_Exercise details_:
Each record below is to be reproduced without any change.

*** Opening of Extracted entries ***

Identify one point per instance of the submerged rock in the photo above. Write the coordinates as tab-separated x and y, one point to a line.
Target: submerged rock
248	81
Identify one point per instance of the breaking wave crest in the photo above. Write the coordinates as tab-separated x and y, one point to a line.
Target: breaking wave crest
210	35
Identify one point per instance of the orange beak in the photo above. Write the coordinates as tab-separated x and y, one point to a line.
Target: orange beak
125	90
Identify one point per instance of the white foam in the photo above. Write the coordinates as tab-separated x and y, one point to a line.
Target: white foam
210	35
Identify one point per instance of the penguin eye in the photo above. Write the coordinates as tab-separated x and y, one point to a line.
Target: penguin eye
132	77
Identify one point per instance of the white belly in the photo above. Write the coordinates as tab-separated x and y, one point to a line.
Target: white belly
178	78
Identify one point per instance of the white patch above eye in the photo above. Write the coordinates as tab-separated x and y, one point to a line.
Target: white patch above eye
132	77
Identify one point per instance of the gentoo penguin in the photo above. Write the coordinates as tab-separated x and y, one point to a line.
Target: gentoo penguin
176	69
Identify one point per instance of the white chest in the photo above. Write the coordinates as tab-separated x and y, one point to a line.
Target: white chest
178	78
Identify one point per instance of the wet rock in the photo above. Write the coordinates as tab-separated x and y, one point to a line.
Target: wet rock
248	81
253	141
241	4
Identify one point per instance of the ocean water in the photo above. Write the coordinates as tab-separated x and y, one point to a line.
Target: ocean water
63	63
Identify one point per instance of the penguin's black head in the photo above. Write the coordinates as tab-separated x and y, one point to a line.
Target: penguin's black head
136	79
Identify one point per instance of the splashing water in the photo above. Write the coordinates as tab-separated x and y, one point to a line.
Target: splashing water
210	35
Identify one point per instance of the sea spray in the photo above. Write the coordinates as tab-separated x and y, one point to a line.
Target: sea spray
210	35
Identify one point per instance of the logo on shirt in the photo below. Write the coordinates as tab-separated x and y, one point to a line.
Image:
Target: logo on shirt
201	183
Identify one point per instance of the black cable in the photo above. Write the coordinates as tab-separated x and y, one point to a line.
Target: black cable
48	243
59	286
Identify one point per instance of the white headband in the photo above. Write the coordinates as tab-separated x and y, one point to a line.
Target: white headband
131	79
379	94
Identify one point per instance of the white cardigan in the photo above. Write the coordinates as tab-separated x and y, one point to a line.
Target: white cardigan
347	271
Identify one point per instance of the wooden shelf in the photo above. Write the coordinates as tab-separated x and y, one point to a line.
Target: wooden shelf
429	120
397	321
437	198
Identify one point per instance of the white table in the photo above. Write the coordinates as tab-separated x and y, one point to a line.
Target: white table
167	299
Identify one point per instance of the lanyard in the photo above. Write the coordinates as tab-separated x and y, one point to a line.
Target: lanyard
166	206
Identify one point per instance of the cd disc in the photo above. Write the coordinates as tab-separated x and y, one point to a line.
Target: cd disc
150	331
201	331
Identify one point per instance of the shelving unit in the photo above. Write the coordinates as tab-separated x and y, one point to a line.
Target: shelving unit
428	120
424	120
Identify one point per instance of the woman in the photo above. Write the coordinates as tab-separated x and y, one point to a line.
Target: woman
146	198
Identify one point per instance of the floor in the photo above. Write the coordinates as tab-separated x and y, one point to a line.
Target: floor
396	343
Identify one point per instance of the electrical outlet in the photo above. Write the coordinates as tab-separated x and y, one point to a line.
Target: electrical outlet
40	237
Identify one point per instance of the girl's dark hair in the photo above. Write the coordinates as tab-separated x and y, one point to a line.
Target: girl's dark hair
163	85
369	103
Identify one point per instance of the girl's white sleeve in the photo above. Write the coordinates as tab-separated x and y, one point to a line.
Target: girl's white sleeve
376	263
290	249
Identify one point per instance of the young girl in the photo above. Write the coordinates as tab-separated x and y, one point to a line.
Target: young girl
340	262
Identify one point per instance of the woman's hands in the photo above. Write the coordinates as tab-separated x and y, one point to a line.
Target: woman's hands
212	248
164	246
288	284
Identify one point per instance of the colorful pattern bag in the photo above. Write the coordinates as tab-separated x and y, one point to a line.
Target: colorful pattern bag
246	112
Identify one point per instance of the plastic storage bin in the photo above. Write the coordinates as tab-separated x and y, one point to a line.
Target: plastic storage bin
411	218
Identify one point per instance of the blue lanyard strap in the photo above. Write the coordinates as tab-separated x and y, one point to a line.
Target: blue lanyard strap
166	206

*** Close of Extracted entries ***

_Task result_:
Identify one point per instance of the submerged rock in the photo above. Write the coordinates as tab-separated x and y, one point to a line.
Target: submerged rock
248	81
Identify one point per instance of the breaking wave crest in the photo above. Write the coordinates as tab-separated x and y, one point to a line.
Target: breaking wave crest
210	35
Identify one point per instance of the orange beak in the photo above. Write the coordinates as tab-separated x and y, one point to a line.
Target: orange beak
125	90
Identify one point per instance of the white foam in the photo above. Write the coordinates as tab-separated x and y, one point to a line.
Target: white foam
210	35
Identify one point per instance of the penguin eye in the photo above. Write the coordinates as tab-separated x and y, one point to a line.
Target: penguin eye
132	77
Identify one point per instance of the white belly in the photo above. Write the coordinates as tab-separated x and y, one point to a line.
Target: white belly
178	78
Identify one point per instance of the white patch above eye in the photo above. Write the coordinates as tab-separated x and y, one point to a line.
Target: white patch above eye
132	77
Identify one point per instance of the gentoo penguin in the photo above. Write the coordinates as tab-separated x and y, one point to a line.
Target: gentoo penguin
176	69
Identify one point per instance of the white chest in the photo above. Write the coordinates as tab-separated x and y, one point to a line.
Target: white chest
178	78
Identify one point per instance of the wet rock in the photo above. Write the coordinates as tab-separated x and y, one point to a line.
Target: wet rock
248	81
253	141
241	4
Identify one point per instance of the ocean water in the photo above. Write the coordinates as tab-separated x and y, one point to a line.
Target: ocean water
63	63
Identify one point per instance of the penguin's black head in the photo above. Write the coordinates as tab-separated x and y, one point to a line.
Target: penguin's black head
136	79
Identify one point per instance of the splashing water in the photo above. Write the coordinates as tab-separated x and y, one point to a line.
Target: splashing water
210	35
Identify one point per instance of the sea spray in the photo above. Write the coordinates as tab-separated x and y, one point to a line.
Target: sea spray
210	35
Identify one point per instance of the logo on shirt in the photo below. Write the coordinates as tab-separated x and y, one point to a line.
Image:
Target: logo on shirt
201	183
Identify one point per instance of the black cable in the photo above. Write the coordinates as tab-separated x and y, one point to a line.
Target: black cable
48	243
59	286
Identify one point per instance of the white headband in the photo above. Write the coordinates as tab-separated x and y, one point to a line.
Target: white headband
131	79
379	94
Identify one point per instance of the white cardigan in the photo above. Write the coordinates as tab-separated x and y, one point to a line.
Target: white cardigan
347	271
Identify one point per instance of the wooden shelf in the photo above. Write the coordinates as tab-separated x and y, one point to a line.
Target: wooden shelf
429	120
397	321
437	198
Identify one point per instance of the white table in the photo above. Write the coordinates as tab-separated x and y, one point to a line.
Target: white table
167	299
Identify one point per instance of the lanyard in the photo above. Write the coordinates as tab-separated x and y, one point to a line.
Target: lanyard
166	206
Identify one point per instance of the cd disc in the photo above. Write the coordinates as tab-separated x and y, one point to a line.
Target: cd disc
150	331
201	331
Identify one point per instance of the shelving unit in the photo above. Write the coordinates as tab-separated x and y, one point to a line.
Target: shelving unit
428	120
424	120
Identify one point per instance of the woman in the photo above. Write the coordinates as tab-separated x and y, one point to a line.
Target: woman
146	198
Identify one point per instance of the floor in the photo above. Write the coordinates as tab-separated x and y, one point to a line.
Target: floor
396	343
Identify one point per instance of the electrical outlet in the photo above. Write the coordinates as tab-separated x and y, one point to a line.
Target: electrical outlet
40	237
Identify one point per instance of the girl's dark hair in the photo above. Write the coordinates as tab-separated x and y, one point to a line.
Target: girl's dark hair
163	85
369	103
Identify one point per instance of the girl's white sleeve in the photo above. Write the coordinates as tab-separated x and y, one point to a line.
Target: girl's white sleeve
376	263
290	249
Identify one point per instance of the young girl in the photo above. Write the coordinates as tab-separated x and y, one point to a line.
Target: young girl
340	262
Identify one point per instance of the woman's hands in the photo above. Write the coordinates as tab-separated x and y, one point to a line.
Target: woman's hands
212	248
164	246
288	284
Identify one point per instance of the colorful pattern bag in the photo above. Write the coordinates as tab-separated x and y, one point to a line.
Target: colorful pattern bag
246	112
Identify one point per instance of the plastic storage bin in the photo above. Write the coordinates as tab-separated x and y, one point to a line.
Target: plastic storage bin
411	218
Identify one point per instance of the blue lanyard strap in the photo above. Write the coordinates as tab-separated x and y, one point to a line.
Target: blue lanyard strap
166	206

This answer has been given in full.